REQUIRED WORK: Could you give the data that follows again exactly, without its pictures?

------------

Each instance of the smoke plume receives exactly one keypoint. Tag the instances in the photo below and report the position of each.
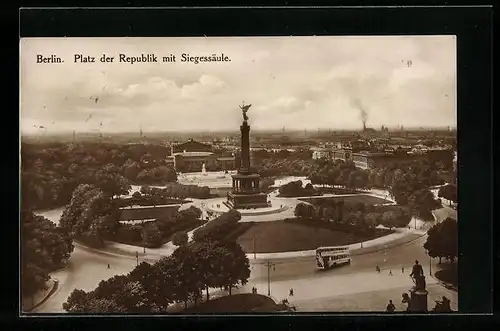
(362, 112)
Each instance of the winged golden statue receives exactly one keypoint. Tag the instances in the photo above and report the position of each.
(244, 108)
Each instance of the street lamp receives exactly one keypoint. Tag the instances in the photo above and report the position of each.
(430, 260)
(269, 265)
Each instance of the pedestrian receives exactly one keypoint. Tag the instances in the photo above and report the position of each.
(390, 307)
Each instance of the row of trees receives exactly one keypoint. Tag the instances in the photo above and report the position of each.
(442, 240)
(50, 172)
(154, 233)
(44, 248)
(91, 215)
(296, 189)
(357, 216)
(182, 277)
(174, 190)
(449, 192)
(219, 228)
(339, 173)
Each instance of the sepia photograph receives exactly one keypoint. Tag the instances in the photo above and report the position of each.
(238, 175)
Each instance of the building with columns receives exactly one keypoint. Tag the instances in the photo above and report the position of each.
(191, 155)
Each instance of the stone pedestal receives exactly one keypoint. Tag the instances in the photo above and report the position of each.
(246, 193)
(418, 299)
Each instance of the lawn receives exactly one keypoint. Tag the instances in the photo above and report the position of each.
(237, 303)
(338, 190)
(364, 198)
(295, 235)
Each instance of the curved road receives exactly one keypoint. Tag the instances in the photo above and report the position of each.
(314, 289)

------------

PROBLEM SOLUTION:
Each instance of the smoke plume receives exactly one keypoint. Tag the instances in the photo below and report the position of each.
(362, 112)
Each instance of the winged golden statue receives exactly one keypoint. Tag the instances in the photo above and report the position of each.
(244, 108)
Each instance of the street lamp receives exactly one keypoint. Tag the instances in the photo above and report the position of each.
(430, 260)
(269, 265)
Each instance of the pedestrian receives exactly one keypoint. Tag the instances in the photo above and report the position of each.
(390, 307)
Each instance of the row of trees receives exactly one keypoint. Tag the instances in the photo above and report the position of each.
(442, 240)
(50, 172)
(154, 233)
(44, 248)
(91, 215)
(296, 189)
(357, 216)
(182, 277)
(174, 190)
(449, 192)
(219, 228)
(339, 173)
Each instance of the sepia photograph receives exactly one keypoint. Tag the instances in the photo above and report the position of each.
(238, 175)
Each instance of the building with columns receives exactly one keypoint. Tag the instances in the photo above and report the position of each.
(191, 155)
Each instance of the stone pedestal receives exactly one keypoint. Tag the instances in the photo above and report the position of each.
(246, 193)
(418, 299)
Each instance of the lawn receives exactly one keypoint. Tag the instances in the photo above and report the position of each.
(237, 303)
(338, 190)
(364, 198)
(295, 235)
Each instance of the curved road receives exactly one keypoint. Tag the instances in the photo above and report the position of each.
(314, 289)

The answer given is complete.